Directions for this task =>
Repeat each record below exactly as given.

Records to process =>

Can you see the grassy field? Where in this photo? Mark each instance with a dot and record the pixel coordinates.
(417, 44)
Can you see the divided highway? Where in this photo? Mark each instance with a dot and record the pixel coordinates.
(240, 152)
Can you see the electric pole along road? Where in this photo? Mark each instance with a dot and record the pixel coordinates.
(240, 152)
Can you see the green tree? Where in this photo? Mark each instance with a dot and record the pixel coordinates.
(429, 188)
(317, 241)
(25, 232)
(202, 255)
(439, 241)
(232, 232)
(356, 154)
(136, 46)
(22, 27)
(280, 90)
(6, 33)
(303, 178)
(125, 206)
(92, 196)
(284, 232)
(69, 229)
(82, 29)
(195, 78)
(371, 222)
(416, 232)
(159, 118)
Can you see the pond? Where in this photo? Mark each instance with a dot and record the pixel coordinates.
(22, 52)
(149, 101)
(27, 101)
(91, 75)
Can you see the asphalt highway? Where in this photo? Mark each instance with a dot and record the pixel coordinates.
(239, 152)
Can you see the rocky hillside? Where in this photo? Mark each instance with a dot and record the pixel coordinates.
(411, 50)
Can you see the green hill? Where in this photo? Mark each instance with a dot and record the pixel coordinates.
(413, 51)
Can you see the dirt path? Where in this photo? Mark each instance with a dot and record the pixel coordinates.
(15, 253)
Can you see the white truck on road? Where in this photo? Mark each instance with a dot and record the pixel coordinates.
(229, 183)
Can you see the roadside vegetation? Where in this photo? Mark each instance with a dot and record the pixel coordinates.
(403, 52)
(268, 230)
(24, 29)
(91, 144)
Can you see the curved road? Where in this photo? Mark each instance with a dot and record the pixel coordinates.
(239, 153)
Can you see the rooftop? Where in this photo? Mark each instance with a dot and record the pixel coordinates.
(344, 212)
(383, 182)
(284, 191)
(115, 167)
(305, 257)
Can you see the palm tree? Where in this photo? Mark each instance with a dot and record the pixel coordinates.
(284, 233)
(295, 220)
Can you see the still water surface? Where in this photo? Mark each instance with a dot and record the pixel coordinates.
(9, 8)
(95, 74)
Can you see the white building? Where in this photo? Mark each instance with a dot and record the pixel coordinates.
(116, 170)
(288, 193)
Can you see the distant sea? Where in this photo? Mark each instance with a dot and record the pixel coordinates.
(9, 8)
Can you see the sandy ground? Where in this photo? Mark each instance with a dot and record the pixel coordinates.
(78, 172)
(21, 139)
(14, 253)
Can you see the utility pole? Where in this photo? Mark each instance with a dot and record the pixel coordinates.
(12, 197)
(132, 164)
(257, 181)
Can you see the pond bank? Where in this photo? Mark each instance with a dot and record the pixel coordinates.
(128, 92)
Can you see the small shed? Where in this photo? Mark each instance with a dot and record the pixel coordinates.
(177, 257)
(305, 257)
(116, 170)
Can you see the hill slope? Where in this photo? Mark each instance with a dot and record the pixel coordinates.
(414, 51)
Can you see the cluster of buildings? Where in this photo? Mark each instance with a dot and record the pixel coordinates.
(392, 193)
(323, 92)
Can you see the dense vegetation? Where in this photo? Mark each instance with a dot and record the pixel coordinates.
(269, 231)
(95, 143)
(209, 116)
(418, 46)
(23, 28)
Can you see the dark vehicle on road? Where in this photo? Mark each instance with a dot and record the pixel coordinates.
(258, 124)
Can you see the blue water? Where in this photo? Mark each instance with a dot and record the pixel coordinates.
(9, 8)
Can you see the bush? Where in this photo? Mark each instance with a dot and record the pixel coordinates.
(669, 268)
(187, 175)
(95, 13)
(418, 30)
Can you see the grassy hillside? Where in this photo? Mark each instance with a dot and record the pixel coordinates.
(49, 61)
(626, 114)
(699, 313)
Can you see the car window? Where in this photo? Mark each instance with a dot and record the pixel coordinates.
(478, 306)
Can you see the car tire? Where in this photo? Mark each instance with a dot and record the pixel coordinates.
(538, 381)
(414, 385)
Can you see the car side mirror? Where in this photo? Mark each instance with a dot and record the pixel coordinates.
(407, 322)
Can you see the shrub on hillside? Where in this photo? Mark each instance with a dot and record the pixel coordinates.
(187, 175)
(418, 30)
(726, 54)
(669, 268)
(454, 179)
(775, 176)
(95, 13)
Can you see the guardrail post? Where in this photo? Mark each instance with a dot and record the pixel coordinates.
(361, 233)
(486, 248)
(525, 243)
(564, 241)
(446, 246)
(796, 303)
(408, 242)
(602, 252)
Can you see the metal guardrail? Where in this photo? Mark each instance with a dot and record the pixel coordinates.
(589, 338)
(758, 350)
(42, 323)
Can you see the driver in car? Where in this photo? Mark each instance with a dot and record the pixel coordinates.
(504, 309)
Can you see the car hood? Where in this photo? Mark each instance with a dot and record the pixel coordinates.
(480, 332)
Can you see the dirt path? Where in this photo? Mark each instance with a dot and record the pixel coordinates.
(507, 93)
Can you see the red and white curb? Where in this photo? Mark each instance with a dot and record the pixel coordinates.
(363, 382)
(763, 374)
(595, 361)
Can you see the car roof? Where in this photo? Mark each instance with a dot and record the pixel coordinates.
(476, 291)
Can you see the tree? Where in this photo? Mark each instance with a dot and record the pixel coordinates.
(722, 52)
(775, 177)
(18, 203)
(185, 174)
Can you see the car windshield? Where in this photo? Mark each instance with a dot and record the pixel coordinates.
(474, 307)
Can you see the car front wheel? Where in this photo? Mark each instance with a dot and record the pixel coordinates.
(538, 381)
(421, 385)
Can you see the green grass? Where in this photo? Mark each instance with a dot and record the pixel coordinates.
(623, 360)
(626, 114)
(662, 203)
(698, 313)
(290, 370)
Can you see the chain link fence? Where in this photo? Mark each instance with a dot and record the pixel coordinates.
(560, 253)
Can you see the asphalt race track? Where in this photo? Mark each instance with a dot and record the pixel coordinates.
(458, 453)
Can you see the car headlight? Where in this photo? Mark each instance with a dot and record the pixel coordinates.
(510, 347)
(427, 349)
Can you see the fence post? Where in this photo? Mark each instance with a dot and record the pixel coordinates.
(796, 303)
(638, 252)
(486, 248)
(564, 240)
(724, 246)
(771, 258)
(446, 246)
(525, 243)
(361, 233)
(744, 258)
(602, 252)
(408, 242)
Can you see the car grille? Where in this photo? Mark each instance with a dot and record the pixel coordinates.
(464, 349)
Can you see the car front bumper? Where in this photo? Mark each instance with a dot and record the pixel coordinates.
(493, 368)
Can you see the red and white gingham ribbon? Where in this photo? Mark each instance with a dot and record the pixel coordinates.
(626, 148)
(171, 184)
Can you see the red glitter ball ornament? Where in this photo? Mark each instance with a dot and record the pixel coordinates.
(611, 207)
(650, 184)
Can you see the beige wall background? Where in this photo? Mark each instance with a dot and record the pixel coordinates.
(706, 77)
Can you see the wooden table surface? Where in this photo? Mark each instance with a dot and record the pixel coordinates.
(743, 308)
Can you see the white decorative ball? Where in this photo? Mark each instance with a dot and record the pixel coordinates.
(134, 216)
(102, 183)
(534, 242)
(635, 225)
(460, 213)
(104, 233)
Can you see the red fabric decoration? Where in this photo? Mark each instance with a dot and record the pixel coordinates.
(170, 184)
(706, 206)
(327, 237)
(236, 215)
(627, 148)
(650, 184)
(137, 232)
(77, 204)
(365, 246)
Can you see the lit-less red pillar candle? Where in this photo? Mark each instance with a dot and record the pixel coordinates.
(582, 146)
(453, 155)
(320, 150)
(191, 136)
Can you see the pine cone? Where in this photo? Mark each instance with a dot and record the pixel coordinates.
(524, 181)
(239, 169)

Output =>
Can you see the grassy field? Where in this photo? Mark each instance with a dot and record the pixel coordinates.
(417, 44)
Can you see the divided highway? Where in this photo? Mark each instance with a dot and record the pixel coordinates.
(240, 152)
Can you see the electric pole along road? Where in this photo? Mark each instance with a dot and record the pixel coordinates.
(240, 152)
Can you see the green tree? Where in this photo? Mark each instance with a dot and record the pixel coordinates.
(429, 188)
(317, 241)
(25, 232)
(202, 255)
(439, 241)
(232, 232)
(356, 154)
(136, 46)
(22, 27)
(280, 90)
(6, 33)
(303, 178)
(125, 206)
(92, 196)
(284, 232)
(69, 229)
(82, 29)
(195, 78)
(371, 222)
(416, 232)
(159, 118)
Can you see the pond? Where in this photo? Mark each instance with a dot and record the pixel coordinates.
(22, 52)
(149, 101)
(27, 101)
(91, 75)
Can you see the asphalt highway? Where in this photo? Mark each instance with a dot and record the pixel coordinates.
(239, 152)
Can you see the rocky hillside? Where in this photo? Mark each instance with a dot and record the pixel coordinates.
(411, 50)
Can you see the green hill? Where in this photo? Mark each instance with a dot and record the pixel coordinates.
(413, 51)
Can you see the dirt path? Where in this photo? Mark each instance with a dot and record the pixel coordinates.
(15, 253)
Can you see the white truck on road? Where in this photo? Mark each instance with a dot and record the pixel coordinates.
(229, 183)
Can you see the roadside vegetation? Where in this photo? Mark each instance with a dot and record the pixel coordinates.
(403, 52)
(268, 230)
(24, 29)
(91, 144)
Can you see the curved road? Where in this photo? Mark each instance with a dot and record the pixel coordinates.
(239, 153)
Can you see the rooftop? Where in this photo? Mark each instance with a dot and record the pixel coordinates.
(344, 212)
(383, 182)
(284, 191)
(115, 167)
(305, 257)
Can you see the palm tree? Where in this photo? Mark each instance with a dot and record the pixel coordinates.
(284, 233)
(295, 220)
Can you see the still water surface? Where in this photo? Mark each instance with a dot and record the pixel coordinates.
(9, 8)
(95, 74)
Can you see the white building? Where in this photo? Mark each instance with a dot and record the pixel coordinates.
(116, 170)
(288, 193)
Can you see the distant sea? Where in this photo? Mark each instance with a dot and record the pixel coordinates.
(9, 8)
Can you see the sandy ground? Where in this photo? Mark each instance with a dot and record the pixel coordinates.
(78, 172)
(21, 139)
(14, 253)
Can you see the utility pole? Where in this photo? Mark each instance with a dot and record the pixel coordinates.
(12, 197)
(132, 164)
(257, 181)
Can you see the pond bank? Where in this photo? Mark each instance with a dot and record the pixel coordinates.
(128, 92)
Can you see the small shed? Where in this photo? Mark each instance with a dot and record the pixel coordinates.
(177, 257)
(305, 257)
(116, 170)
Can you see the hill slope? Where in this photo? Mark each instance with a dot and record the pixel coordinates.
(414, 51)
Can you see the cluster of buildings? Where in this photo? Mark each instance with a dot and record the pixel coordinates.
(392, 193)
(323, 92)
Can you see the dense vegetation? Where in this photo? Mark each instance with a dot and record the pixel coordinates.
(269, 231)
(95, 143)
(209, 116)
(418, 46)
(23, 28)
Can you see the dark vehicle on road? Where in this photo? Mark each instance with a dot and record the pixel coordinates.
(258, 124)
Can you see the blue water? Where in this photo? Mark each instance with a dot and record the pixel coordinates.
(9, 8)
Can you see the bush? Where in this photo? Mark each instance with a dot and record the pixel coordinates.
(669, 268)
(187, 175)
(95, 13)
(418, 30)
Can you see the grassy hillside? Where in this photo? Mark each instance with a dot and record the pixel coordinates.
(49, 61)
(626, 114)
(699, 313)
Can you see the car window? Where in this photo? Mark each instance with a dot and record the pixel coordinates.
(478, 306)
Can you see the car tire? Where in this photo? Mark each instance with a dot and record the pixel coordinates.
(538, 381)
(414, 385)
Can you see the car side mirror? Where in this photo? Mark each instance with a dot and record the pixel coordinates.
(407, 322)
Can you see the shrub on hillside? Where in this photo? Mark each instance with a dot and record the pixel coordinates.
(187, 175)
(418, 30)
(726, 54)
(669, 268)
(454, 179)
(775, 176)
(95, 13)
Can you see the guardrail post? Where in this photo? Mark each instance with a dot and record the pixel coordinates.
(361, 233)
(486, 248)
(525, 243)
(564, 241)
(446, 246)
(796, 303)
(408, 242)
(602, 252)
Can you see the metal guardrail? Where in this photo? Mark each instance with a dot and record the pixel coordinates.
(589, 338)
(758, 350)
(42, 323)
Can you see the driver in car? Where in this photo? Mark each instance with a dot and record the pixel coordinates.
(504, 309)
Can you see the car hood? Where in this photo? Mark each instance with a dot and record the pixel coordinates.
(480, 332)
Can you see the dirt path? Where in this photo? Mark each instance with a dot and record the pixel coordinates.
(507, 93)
Can you see the red and white curb? Where in this photo? Mark each instance with a dot and record the pixel coordinates.
(363, 382)
(763, 374)
(595, 361)
Can you see the car roof? Where in this photo? Mark each instance with a dot and record the pixel coordinates.
(476, 291)
Can you see the tree? Where in this photo? Mark each instance with a dot and record the pixel coordinates.
(722, 52)
(775, 177)
(18, 203)
(185, 174)
Can you see the car windshield? Where in this photo? Mark each instance with a dot and record the pixel coordinates.
(474, 307)
Can you see the car front wheel? Where in this photo? Mark each instance with a dot and record the pixel coordinates.
(538, 381)
(421, 385)
Can you see the green grass? Where in this photo? Mark each instance with a dot and record the pixel coordinates.
(623, 360)
(626, 114)
(662, 203)
(698, 313)
(290, 370)
Can you see the chain link fence? Where in this photo? Mark each instance with a dot and record the pixel coordinates.
(560, 253)
Can you see the asphalt race track? Where in this photo? Mark each instance with a dot and record the pixel coordinates.
(458, 453)
Can you see the car headlight? Where in this photo? Mark each instance with a dot and record the pixel coordinates.
(510, 347)
(427, 349)
Can you see the fence post? Where in this photo? Mark each instance with a dot and record the pixel coordinates.
(796, 303)
(638, 252)
(486, 248)
(564, 240)
(724, 246)
(771, 258)
(446, 246)
(525, 243)
(361, 233)
(744, 258)
(602, 252)
(408, 242)
Can you see the car grille? Where in this photo? Mark each instance with a dot and record the pixel coordinates.
(464, 349)
Can you see the car front bumper? Where in this photo? Mark each instance with a dot and record the pixel coordinates.
(493, 368)
Can you see the red and white gingham ribbon? Where in this photo? Mark each instance with a dot and record the pixel coordinates.
(626, 148)
(171, 184)
Can you see the red glitter ball ornament? Where in this photo? Mark each instance with a dot and record the pixel coordinates.
(611, 207)
(650, 184)
Can you see the beige wall background? Where in this photo? Mark each instance with a dot and record the pixel coordinates.
(706, 77)
Can you see the wooden table surface? Where in this photo? Mark each instance with a dot and record the pixel coordinates.
(743, 308)
Can you see the white decorative ball? Where in this photo? Mark each instance with a dot and record the pixel coordinates.
(134, 216)
(102, 183)
(534, 242)
(635, 225)
(460, 213)
(104, 233)
Can you see the red fabric decoration? Where in this photo? Mark each instance with a dot and record the pixel coordinates.
(170, 184)
(706, 206)
(327, 237)
(236, 215)
(627, 148)
(650, 184)
(137, 232)
(77, 204)
(365, 246)
Can you see the lit-less red pillar candle? Where in this photo? Mark each instance with a dot and record the pixel coordinates.
(582, 146)
(453, 155)
(320, 150)
(191, 136)
Can you see the pine cone? Where in this photo? Mark each instance with a dot and record the pixel coordinates.
(524, 181)
(239, 169)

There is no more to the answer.